By Laura Angela Bagnetto - RFI
Nigeria REUTERSAfolabi Sotunde
MAY 29, 2020 LISTEN
REUTERS/Afolabi Sotunde

Nigeria's information minister Lai Mohammed said that no ventilators have arrived on Nigerian soil, a month after US President Donald Trump made the promise to send the medical devices to cope with hospitalized Covid-19 patients.

Mohammed said Trump made the offer to his Nigerian President Muhammadu Buhari on 28 April, saying that the US was committed to helping the Nigerian people.

The information minister was responding to questions at Nigeria's daily coronavirus task force meeting after Trump said he had sent ventilators to Nigeria last week.

“Nigeria just called. We're giving them 250 ventilators,” Trump said on 12 May.

That number is different from Trump's comments during his tour of the Ford Motor Plant in Michigan on 21 May, where he said that the US was giving Nigeria 1,000 ventilators.

Trump has earmarked 8,000 of the medical devices, essential in fighting Covid-19 in the most severe hospitalized cases, to be shipped around the world by the end of July.

The ventilators cost between $5,000 to $30,000 per machine, depending on the model. There was no indication as to whether the US would pick up the bill or would pass the price on to the countries that requested the devices.

Back at the daily Covid-19 press conference, Information Minister Mohammed said that if a consignment of ventilators arrive, they will be announced publicly.

Chinese Ali Baba Entrepreneur Jack Ma has already donated testing kits and ventilators to each African country in three separate shipments, including 300 ventilators sent to Nigeria.

According to the Africa Centres for Disease Control and Prevention, Nigeria has recorded some 8,915 coronavirus cases, including 259 deaths.

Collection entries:
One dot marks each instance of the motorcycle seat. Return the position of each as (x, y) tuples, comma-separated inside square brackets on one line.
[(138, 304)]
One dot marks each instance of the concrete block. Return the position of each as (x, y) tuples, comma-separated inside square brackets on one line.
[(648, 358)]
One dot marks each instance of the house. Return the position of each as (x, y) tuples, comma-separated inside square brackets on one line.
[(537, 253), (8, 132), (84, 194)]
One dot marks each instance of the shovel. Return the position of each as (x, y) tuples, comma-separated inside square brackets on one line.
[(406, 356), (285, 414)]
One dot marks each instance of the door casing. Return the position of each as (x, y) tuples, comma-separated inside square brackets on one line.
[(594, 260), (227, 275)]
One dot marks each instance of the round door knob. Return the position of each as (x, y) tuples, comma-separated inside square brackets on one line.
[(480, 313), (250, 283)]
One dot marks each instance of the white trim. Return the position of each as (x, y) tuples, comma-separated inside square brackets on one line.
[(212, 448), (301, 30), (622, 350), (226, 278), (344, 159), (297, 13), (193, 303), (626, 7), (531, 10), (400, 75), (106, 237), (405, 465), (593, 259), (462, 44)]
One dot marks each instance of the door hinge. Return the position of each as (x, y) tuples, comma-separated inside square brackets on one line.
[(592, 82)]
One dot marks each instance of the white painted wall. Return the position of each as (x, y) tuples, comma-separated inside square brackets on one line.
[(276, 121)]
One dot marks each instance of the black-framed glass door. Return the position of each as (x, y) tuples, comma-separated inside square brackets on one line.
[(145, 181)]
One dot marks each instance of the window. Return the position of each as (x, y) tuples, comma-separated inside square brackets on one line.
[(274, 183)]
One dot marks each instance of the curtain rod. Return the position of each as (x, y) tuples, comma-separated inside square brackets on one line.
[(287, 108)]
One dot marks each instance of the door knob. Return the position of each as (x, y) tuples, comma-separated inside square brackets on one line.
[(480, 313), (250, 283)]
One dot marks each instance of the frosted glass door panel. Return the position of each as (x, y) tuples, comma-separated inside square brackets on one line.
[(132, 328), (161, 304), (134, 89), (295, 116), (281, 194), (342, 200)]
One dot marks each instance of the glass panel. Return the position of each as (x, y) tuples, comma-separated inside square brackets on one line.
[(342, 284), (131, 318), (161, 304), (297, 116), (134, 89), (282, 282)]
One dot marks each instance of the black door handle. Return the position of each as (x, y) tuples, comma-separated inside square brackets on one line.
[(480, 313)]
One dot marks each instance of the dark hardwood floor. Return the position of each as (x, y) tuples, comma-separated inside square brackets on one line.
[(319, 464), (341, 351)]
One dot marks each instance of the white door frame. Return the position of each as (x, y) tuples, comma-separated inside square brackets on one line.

*ACTIVITY 1:* Do these statements agree with the article on ventilators for Nigeria? For each, give yes or no and quote the deciding words. (a) On 12 May, Trump said the US was giving Nigeria 250 ventilators. (b) The article states that the US will pay for the ventilators it ships. (c) Jack Ma sent 300 ventilators to Nigeria.
*ACTIVITY 2:* Set down the passage of the article on ventilators for Nigeria from "Nigeria's information minister" up to and including "the Nigerian people.".

*EXERCISE OUTPUT 1:*
(a) Yes: "We're giving them 250 ventilators,” Trump said on 12 May."
(b) No: "There was no indication as to whether the US would pick up the bill or would pass the price on to the countries that requested the devices."
(c) Yes: "including 300 ventilators sent to Nigeria"

*EXERCISE OUTPUT 2:*
Nigeria's information minister Lai Mohammed said that no ventilators have arrived on Nigerian soil, a month after US President Donald Trump made the promise to send the medical devices to cope with hospitalized Covid-19 patients.

Mohammed said Trump made the offer to his Nigerian President Muhammadu Buhari on 28 April, saying that the US was committed to helping the Nigerian people.